Selected extract –

Alexandru Pătrașcu: As we discussed last time, when you staged Falstaff, you told me that your two favourite operas are Così fan tutte and Fidelio. This is Fidelio number…
Graham Vick: Number 4.
A.P.: Number 4?
G.V.: In fact, Fidelio number 3, and I’ve done Leonore the original version, that became Fidelio, so I call it number 4.
A.P.: And it’s a new concept, a new vision.
G.V.: A new concept, a new vision, yes. A developing vision. I mean it has its roots in other versions. It’s a growing vision, I think. I’ve learned from each time I’ve done it. I’ve tried pushing different directions, different ways, and they’ve all had an influence on this version. But it’s completely new.
A.P.: I read again today your conference Inclusion or Be Damned. You are saying there something like: in fact, Leonora is a housewife who becomes a hero. It’s about the potential of anybody to be a hero, if he or she stands up for something.

What is needed – Write out the passage of the Fidelio interview from "A.P.: And it’s" to "it’s completely new." word for word.

Raw records –
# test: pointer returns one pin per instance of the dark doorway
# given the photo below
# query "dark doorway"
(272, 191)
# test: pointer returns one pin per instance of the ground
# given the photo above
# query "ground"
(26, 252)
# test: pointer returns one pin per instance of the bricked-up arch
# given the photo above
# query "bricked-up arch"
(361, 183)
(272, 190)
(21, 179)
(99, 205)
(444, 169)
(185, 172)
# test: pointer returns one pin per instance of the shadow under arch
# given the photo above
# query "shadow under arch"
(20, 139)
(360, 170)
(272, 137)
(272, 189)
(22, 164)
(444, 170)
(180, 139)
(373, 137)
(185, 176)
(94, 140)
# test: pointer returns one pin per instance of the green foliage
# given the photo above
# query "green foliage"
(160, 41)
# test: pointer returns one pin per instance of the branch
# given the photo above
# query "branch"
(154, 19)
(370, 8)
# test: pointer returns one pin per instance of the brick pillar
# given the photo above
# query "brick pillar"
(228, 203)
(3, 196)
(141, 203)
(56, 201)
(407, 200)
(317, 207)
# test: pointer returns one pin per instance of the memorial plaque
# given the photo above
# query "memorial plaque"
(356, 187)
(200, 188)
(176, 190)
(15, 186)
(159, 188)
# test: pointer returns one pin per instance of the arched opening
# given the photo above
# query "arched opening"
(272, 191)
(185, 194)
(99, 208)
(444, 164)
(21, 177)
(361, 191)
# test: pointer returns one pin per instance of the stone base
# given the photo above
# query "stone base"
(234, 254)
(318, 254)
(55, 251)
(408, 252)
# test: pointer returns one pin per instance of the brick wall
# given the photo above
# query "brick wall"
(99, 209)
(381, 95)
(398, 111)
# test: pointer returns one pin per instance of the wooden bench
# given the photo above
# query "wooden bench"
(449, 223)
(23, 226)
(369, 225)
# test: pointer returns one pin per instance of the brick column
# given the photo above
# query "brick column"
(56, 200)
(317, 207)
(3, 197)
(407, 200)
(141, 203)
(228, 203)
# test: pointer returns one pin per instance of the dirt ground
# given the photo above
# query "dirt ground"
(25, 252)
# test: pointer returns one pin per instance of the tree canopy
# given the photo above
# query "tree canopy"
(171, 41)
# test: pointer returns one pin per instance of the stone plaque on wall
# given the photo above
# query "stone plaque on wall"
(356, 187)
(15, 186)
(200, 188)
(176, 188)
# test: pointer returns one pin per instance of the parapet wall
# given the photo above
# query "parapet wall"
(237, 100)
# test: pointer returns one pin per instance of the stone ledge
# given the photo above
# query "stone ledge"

Written solution –
A.P.: And it’s a new concept, a new vision.
G.V.: A new concept, a new vision, yes. A developing vision. I mean it has its roots in other versions. It’s a growing vision, I think. I’ve learned from each time I’ve done it. I’ve tried pushing different directions, different ways, and they’ve all had an influence on this version. But it’s completely new.